*** Available data

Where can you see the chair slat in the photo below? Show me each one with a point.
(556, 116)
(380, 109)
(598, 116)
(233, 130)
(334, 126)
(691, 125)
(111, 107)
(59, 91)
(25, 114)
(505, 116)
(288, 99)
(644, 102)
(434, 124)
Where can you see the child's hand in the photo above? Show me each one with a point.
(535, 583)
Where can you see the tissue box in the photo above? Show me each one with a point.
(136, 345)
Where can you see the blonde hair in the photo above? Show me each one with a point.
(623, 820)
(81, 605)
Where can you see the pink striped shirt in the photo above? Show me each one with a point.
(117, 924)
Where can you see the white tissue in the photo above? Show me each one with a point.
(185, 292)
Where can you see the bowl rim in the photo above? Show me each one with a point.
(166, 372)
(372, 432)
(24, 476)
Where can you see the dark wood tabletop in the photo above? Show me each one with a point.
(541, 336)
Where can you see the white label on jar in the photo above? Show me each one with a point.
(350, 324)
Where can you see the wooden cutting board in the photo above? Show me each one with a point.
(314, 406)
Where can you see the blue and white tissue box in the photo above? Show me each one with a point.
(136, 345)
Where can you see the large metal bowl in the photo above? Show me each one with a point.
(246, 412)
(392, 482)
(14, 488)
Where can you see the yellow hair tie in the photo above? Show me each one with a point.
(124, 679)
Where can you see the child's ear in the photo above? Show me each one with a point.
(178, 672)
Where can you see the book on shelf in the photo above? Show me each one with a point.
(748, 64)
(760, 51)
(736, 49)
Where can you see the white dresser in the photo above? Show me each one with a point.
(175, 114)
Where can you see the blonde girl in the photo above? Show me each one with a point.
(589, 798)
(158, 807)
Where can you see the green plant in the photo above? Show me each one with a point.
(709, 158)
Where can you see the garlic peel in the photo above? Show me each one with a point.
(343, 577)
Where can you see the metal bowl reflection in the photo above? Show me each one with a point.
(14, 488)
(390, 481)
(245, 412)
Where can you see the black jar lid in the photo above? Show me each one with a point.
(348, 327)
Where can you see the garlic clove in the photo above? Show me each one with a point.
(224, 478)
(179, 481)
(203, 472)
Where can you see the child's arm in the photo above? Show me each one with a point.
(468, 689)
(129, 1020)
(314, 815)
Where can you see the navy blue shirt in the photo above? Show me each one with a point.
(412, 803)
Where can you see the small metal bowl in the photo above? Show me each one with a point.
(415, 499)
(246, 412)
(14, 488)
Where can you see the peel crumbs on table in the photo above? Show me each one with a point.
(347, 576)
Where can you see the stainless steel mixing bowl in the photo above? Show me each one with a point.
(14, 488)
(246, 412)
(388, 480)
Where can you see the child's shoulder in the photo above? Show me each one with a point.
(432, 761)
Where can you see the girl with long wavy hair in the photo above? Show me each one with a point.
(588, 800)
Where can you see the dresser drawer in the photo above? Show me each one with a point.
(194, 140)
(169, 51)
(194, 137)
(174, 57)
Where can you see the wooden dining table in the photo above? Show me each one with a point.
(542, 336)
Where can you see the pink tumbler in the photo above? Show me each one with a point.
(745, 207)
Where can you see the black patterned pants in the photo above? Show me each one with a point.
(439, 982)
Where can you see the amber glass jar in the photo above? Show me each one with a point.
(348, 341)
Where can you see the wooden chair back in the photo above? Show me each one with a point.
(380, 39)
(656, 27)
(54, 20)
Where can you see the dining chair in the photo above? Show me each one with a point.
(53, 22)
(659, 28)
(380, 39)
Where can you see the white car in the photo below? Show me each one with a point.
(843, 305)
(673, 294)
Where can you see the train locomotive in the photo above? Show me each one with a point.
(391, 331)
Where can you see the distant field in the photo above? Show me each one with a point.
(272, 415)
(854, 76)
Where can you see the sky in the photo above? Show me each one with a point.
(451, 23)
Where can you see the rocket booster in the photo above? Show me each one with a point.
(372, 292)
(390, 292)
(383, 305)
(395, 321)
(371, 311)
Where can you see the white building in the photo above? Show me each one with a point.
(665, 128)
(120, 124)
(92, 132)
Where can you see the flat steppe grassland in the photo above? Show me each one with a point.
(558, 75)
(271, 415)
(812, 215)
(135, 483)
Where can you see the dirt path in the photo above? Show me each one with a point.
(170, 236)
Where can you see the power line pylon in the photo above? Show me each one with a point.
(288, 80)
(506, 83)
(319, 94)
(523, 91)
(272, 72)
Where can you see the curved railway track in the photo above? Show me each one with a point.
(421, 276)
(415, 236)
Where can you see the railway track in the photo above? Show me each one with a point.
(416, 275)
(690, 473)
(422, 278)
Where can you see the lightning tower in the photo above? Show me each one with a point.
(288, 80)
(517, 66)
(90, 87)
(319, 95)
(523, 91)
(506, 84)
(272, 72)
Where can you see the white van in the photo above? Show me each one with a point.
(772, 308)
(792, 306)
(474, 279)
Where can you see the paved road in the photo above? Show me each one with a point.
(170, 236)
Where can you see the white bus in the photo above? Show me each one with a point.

******

Work to complete :: Copy each line of the data exactly, leaving nothing out.

Output of the exercise ::
Where can you see the chair slat in the photo below? Show me each one with a point.
(556, 116)
(380, 109)
(598, 116)
(233, 130)
(334, 126)
(691, 125)
(111, 107)
(59, 91)
(25, 114)
(505, 116)
(288, 99)
(644, 102)
(434, 124)
Where can you see the child's hand in the photo above? Show me each one with a point.
(535, 583)
Where can you see the tissue box in the photo above? Show me each one with a point.
(136, 345)
Where can you see the blonde hair in the photo above? Show me each one with a point.
(623, 820)
(81, 605)
Where can you see the pink striped shirt in the photo above? Show me each one with a point.
(117, 924)
Where can you see the white tissue in the photo above? Show me each one with a point.
(185, 292)
Where can you see the bowl rim in the photo above? Show me each one with a point.
(166, 372)
(372, 432)
(24, 476)
Where can you see the dark wood tabletop in the photo above? Show me each one with a point.
(541, 336)
Where can you see the white label on jar in the photo above? Show me each one with a point.
(350, 324)
Where can you see the wooden cutting board in the photo above? Show me each one with a point.
(314, 406)
Where can you see the blue and white tissue box in the photo above? Show me each one with a point.
(136, 345)
Where can you see the large metal bowl in the photo above? Show me each one with a point.
(246, 412)
(392, 482)
(14, 488)
Where can you see the yellow hair tie in the photo above? Show me each one with a point.
(124, 679)
Where can you see the child's ear in the photo above? Show me each one with a point.
(178, 672)
Where can you see the book on shelf in the photo above? Show me each one with a point.
(748, 64)
(760, 51)
(736, 49)
Where can you see the white dresser in the photo above? Show me each one with a point.
(175, 114)
Where can you see the blonde girl in the photo above? Show me each one with a point.
(589, 798)
(158, 807)
Where can you see the green plant in the photo above? Show me each one with a point.
(709, 158)
Where can you see the garlic peel in the photo above? Show me each one with a point.
(343, 577)
Where can you see the metal bowl reflection in the photo above? Show me each one with a point.
(14, 488)
(390, 481)
(245, 412)
Where can you see the black jar lid in the photo above? Show me each one with a point.
(348, 327)
Where can you see the garlic clove in the photo above? Show me each one with a point.
(224, 478)
(179, 481)
(203, 472)
Where can you see the child's arm in the photo above? Show me each one with a point.
(468, 689)
(129, 1020)
(314, 815)
Where can you see the navy blue shirt in the photo above? Show me each one with a point.
(412, 803)
Where can you see the small metal bowl in the photo above? Show me each one with a point.
(415, 499)
(246, 412)
(14, 488)
Where can you see the peel crumbs on table in the photo above? Show me each one with a point.
(347, 576)
Where can you see the stainless steel mixing bowl in the photo above? Show me each one with a point.
(14, 488)
(246, 412)
(388, 480)
Where can you see the child's shoulder in the photo above? Show me each one with a point.
(432, 761)
Where can you see the girl with long wavy hair in the photo above? Show me each one with a point.
(588, 800)
Where can you see the dresser drawer in the photo above? Show me each one with a point.
(194, 140)
(169, 51)
(194, 137)
(174, 57)
Where can you see the wooden dining table in the photo above? Show me each one with a point.
(542, 336)
Where can you see the pink tumbler in the photo above? Show me each one with a point.
(745, 207)
Where can you see the black patterned pants in the photo above? Show me each one with a point.
(439, 982)
Where can you see the amber glass jar in the photo above? Show me each one with a point.
(348, 341)
Where can you see the wooden chair back in the photo above? Show me each one with a point.
(380, 39)
(656, 27)
(54, 20)
Where can you see the dining chair in the photo above? Show me each one with a point.
(53, 22)
(659, 28)
(380, 39)
Where can you see the white car in the photo below? Show me each one with a point.
(843, 305)
(673, 294)
Where can you see the train locomotive in the photo above? Show me each one with a point.
(391, 331)
Where can you see the distant field in the photo above? Show me each one with a point.
(272, 415)
(854, 76)
Where can you see the sky in the photo above? Show me each one with a point.
(451, 23)
Where can you see the rocket booster in the photo above? Show me each one with a point.
(372, 292)
(390, 292)
(383, 305)
(395, 321)
(371, 311)
Where can you see the white building in the photo above? Show me each one with a point.
(665, 128)
(120, 124)
(92, 132)
Where can you see the flat steppe grassland in the photo above? Show me each one with a point.
(558, 75)
(271, 415)
(812, 215)
(135, 483)
Where can you see the dirt path in the photo above? Show me each one with a point.
(170, 236)
Where can you see the power line pylon in the photo above? Show me each one with a point.
(288, 80)
(506, 83)
(319, 94)
(523, 91)
(272, 72)
Where can you see the curved railway track in the photo above? Show me each one with a point.
(421, 276)
(415, 236)
Where can you see the railway track in the photo above? Show me each one with a point.
(416, 275)
(690, 473)
(422, 278)
Where can you see the lightning tower in the photo above? Show me each one with a point.
(288, 80)
(517, 66)
(90, 87)
(319, 95)
(523, 91)
(506, 84)
(272, 72)
Where can you see the white van in the photo above? Show me each one with a point.
(772, 308)
(792, 306)
(474, 279)
Where can you see the paved road in the photo above? Show me each one with a point.
(170, 236)
Where can you see the white bus in the photo above? Show me each one with a point.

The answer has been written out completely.